● **Task requirements**: Would you transcribe the line that holds "Find the overcast sky." and all the lines below it, through the final one, exactly and with nothing else?

§

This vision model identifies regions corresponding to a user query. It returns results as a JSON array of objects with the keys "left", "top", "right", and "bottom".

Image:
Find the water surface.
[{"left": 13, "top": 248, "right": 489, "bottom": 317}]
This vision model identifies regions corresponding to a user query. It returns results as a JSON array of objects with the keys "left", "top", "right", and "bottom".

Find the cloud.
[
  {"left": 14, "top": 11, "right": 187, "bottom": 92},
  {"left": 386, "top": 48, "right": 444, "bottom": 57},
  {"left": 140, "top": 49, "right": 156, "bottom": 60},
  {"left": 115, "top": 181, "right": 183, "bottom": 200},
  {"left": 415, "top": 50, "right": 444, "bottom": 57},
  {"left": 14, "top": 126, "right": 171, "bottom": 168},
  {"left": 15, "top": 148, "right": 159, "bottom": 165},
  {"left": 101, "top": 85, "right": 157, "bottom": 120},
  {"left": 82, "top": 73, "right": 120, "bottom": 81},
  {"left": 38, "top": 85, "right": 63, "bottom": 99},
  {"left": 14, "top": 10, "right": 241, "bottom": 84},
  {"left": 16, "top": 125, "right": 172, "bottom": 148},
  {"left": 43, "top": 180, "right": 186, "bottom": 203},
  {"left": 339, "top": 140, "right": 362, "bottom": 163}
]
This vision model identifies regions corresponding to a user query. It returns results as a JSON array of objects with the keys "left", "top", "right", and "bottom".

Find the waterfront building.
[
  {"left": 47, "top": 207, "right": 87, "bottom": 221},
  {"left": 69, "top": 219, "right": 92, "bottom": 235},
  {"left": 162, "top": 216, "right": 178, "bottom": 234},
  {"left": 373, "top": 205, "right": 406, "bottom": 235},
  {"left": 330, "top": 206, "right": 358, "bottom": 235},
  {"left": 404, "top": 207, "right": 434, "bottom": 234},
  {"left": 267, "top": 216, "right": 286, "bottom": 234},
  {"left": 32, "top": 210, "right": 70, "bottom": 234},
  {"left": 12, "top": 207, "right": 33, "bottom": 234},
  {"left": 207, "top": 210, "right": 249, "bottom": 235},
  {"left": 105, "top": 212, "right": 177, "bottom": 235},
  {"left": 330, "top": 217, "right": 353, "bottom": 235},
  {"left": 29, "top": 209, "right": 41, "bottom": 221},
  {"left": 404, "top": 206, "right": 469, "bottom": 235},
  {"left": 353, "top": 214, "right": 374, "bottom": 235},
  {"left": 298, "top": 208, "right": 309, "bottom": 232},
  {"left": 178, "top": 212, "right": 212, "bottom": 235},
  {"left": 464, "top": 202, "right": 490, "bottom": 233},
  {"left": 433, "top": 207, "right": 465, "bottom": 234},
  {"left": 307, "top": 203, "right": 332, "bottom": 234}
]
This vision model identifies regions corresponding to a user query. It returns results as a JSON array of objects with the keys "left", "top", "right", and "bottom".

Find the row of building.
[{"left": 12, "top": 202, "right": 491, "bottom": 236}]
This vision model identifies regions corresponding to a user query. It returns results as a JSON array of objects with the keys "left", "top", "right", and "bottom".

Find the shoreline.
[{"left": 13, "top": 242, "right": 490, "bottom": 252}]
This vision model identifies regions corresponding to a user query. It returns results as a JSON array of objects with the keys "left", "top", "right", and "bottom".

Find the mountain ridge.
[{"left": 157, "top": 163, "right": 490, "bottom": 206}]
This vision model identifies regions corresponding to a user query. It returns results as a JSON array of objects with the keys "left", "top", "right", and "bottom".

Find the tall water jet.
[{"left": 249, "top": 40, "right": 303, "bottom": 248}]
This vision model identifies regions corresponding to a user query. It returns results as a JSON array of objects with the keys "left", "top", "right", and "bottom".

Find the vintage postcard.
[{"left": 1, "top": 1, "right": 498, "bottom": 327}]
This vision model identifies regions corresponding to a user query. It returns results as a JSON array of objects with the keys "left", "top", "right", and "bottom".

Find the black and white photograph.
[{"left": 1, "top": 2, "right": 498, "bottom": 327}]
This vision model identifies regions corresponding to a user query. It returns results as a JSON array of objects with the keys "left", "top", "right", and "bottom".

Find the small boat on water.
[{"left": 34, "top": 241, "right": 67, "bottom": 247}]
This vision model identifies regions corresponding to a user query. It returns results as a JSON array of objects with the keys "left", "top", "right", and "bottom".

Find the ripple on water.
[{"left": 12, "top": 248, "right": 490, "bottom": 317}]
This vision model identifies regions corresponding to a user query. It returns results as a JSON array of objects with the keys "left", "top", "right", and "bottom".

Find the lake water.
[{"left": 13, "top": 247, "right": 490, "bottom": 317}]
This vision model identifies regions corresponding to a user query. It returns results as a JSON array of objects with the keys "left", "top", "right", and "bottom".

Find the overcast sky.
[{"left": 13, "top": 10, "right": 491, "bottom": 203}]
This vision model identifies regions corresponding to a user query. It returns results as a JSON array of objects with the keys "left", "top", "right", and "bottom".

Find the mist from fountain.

§

● **Reply**:
Find the overcast sky.
[{"left": 13, "top": 10, "right": 491, "bottom": 203}]
This vision model identifies regions corresponding to a user query. It returns results as a JSON array of objects with the keys "left", "top", "right", and "bottom".

Find the mist from fountain.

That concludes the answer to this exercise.